__RECORD EXTRACTS__.
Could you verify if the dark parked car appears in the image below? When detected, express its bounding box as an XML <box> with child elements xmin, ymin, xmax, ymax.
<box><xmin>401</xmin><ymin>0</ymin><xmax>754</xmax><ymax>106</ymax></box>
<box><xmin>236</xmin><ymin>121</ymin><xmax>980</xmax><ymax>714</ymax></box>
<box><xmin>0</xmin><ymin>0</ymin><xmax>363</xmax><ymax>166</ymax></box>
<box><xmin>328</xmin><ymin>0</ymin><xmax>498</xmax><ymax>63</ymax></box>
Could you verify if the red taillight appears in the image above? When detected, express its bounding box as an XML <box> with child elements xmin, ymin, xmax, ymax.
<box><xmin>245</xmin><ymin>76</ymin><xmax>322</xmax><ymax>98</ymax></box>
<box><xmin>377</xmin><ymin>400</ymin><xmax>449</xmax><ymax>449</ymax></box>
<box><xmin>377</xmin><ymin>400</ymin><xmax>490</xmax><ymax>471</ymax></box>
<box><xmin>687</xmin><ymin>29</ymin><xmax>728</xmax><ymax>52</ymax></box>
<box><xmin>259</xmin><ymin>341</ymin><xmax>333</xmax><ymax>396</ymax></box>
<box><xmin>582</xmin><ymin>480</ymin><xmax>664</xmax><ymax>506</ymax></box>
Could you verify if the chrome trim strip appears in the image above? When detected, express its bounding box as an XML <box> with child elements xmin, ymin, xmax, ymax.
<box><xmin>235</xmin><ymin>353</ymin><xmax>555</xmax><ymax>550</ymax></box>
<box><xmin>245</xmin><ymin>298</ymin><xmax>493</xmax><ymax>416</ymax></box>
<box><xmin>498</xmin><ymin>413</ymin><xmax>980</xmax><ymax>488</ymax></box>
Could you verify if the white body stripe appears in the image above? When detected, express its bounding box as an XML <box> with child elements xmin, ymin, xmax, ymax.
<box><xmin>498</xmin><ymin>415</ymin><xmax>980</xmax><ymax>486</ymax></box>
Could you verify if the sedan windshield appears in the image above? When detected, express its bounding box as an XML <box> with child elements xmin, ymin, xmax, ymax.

__WHAT THE TASK REQUIRES__. Reproduce the stretch of lines from the one containing "Could you verify if the white" through the last line above, both ends included and nothing else. Keep every line, including those without coordinates. Multiply each bounding-box coordinate value by 0.75 and round it to a whole number, with halves rounding up.

__OUTPUT BELOW__.
Could you verify if the white body stripe appears in the image above? When detected, express its bounding box as an XML <box> with child elements xmin, ymin, xmax, ymax.
<box><xmin>374</xmin><ymin>311</ymin><xmax>735</xmax><ymax>365</ymax></box>
Could you verify if the sedan windshield appears in the image above? When detected, express its bounding box as an XML <box> with child elements xmin, ymin, xmax, ymax.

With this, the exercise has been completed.